═════ Reading passage ═════

TUCSON, Ariz., Sept. 02, 2025 (GLOBE NEWSWIRE) -- Artificial intelligence (AI) is envisioned by many to be the future of medicine, and it is critical to understand its implications and the background of technocracy, which AI will serve, writes Patrick Wood in the fall issue of the Journal of American Physicians and Surgeons. Wood has been studying and writing about technocracy for decades.
Technocracy, an old idea dating to the 1930s, has the goal of micromanaging everything through a global regime of experts. This includes ownership and control over biological diversity. “Planetary” health became a unifying policy narrative. Wood describes “One Health,” which subsumes individual health under public health, which is subsumed under global health, which in turn is included in animal health. All are incorporated under “planetary health.”
Federal agencies are saturated with this view, Wood writes. The U.S. Department of Agriculture (USDA), National Institutes of Health (NIH), the Centers for Disease Control and Prevention (CDC), the Environmental Protection Agency (EPA), the National Library of Medicine (NLM), and the Climate Program Office all have a One Health policy department.

═════ Extracted material ═════

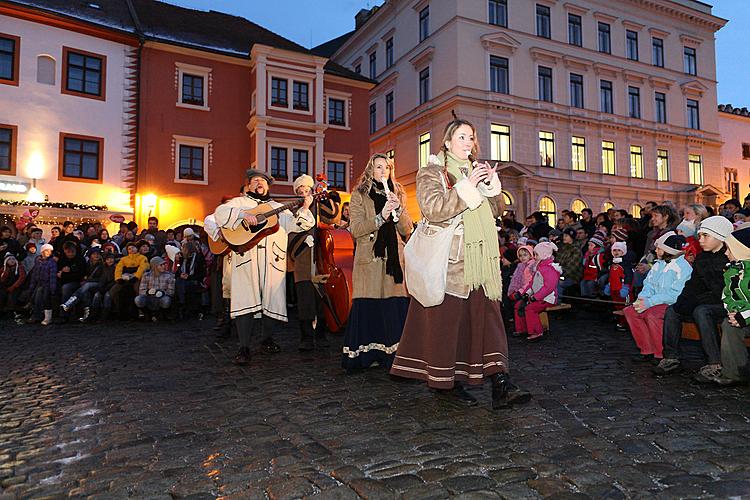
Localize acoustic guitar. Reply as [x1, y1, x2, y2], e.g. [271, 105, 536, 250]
[221, 191, 328, 252]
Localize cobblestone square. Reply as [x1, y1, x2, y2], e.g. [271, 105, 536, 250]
[0, 314, 750, 499]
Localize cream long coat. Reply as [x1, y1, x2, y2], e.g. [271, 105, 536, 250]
[417, 161, 503, 299]
[349, 191, 413, 299]
[213, 196, 315, 321]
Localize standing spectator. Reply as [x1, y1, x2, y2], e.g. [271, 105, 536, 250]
[653, 216, 732, 381]
[29, 243, 57, 326]
[625, 231, 693, 361]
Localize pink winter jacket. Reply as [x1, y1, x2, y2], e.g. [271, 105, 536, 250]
[520, 258, 562, 304]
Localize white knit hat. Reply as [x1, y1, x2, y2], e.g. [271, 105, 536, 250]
[698, 215, 734, 241]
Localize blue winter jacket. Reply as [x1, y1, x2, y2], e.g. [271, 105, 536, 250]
[638, 255, 693, 308]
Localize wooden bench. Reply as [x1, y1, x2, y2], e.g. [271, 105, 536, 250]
[539, 304, 571, 332]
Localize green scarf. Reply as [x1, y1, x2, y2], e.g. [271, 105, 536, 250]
[444, 152, 503, 300]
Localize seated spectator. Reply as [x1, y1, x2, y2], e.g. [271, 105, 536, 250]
[624, 232, 693, 361]
[0, 253, 26, 313]
[109, 242, 148, 319]
[29, 243, 57, 326]
[60, 247, 104, 321]
[514, 241, 562, 342]
[653, 216, 732, 376]
[135, 256, 175, 322]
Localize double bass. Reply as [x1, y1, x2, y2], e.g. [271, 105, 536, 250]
[315, 174, 354, 333]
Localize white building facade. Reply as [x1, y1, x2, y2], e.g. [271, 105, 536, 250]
[332, 0, 728, 219]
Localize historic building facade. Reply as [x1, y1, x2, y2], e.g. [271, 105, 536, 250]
[324, 0, 728, 220]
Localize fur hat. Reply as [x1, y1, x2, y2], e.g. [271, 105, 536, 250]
[292, 174, 315, 193]
[245, 168, 273, 186]
[611, 241, 628, 255]
[534, 241, 557, 260]
[698, 215, 732, 241]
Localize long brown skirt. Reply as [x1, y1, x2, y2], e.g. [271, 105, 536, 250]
[391, 288, 508, 389]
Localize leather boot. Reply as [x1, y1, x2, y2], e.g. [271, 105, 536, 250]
[491, 373, 531, 410]
[299, 320, 315, 351]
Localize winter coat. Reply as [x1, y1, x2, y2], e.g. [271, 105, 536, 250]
[673, 249, 729, 314]
[349, 191, 414, 299]
[638, 255, 693, 309]
[520, 258, 562, 304]
[418, 162, 504, 299]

═════

» **What you will do**:
1: Translate this sentence from the press release on technocracy into Spanish: "Technocracy, an old idea dating to the 1930s, has the goal of micromanaging everything through a global regime of experts."
2: According to the press release on technocracy, how long has Wood been studying and writing about technocracy?
3: Reproduce the passage of the press release on technocracy starting at "Federal agencies are" and ending at "Health policy department.".
The entries are separate material, independent of the press release on technocracy.

» **Results for each task**:
1: La tecnocracia, una idea antigua que data de la década de 1930, tiene como objetivo microgestionar todo mediante un régimen global de expertos.

2: For decades.

3:
Federal agencies are saturated with this view, Wood writes. The U.S. Department of Agriculture (USDA), National Institutes of Health (NIH), the Centers for Disease Control and Prevention (CDC), the Environmental Protection Agency (EPA), the National Library of Medicine (NLM), and the Climate Program Office all have a One Health policy department.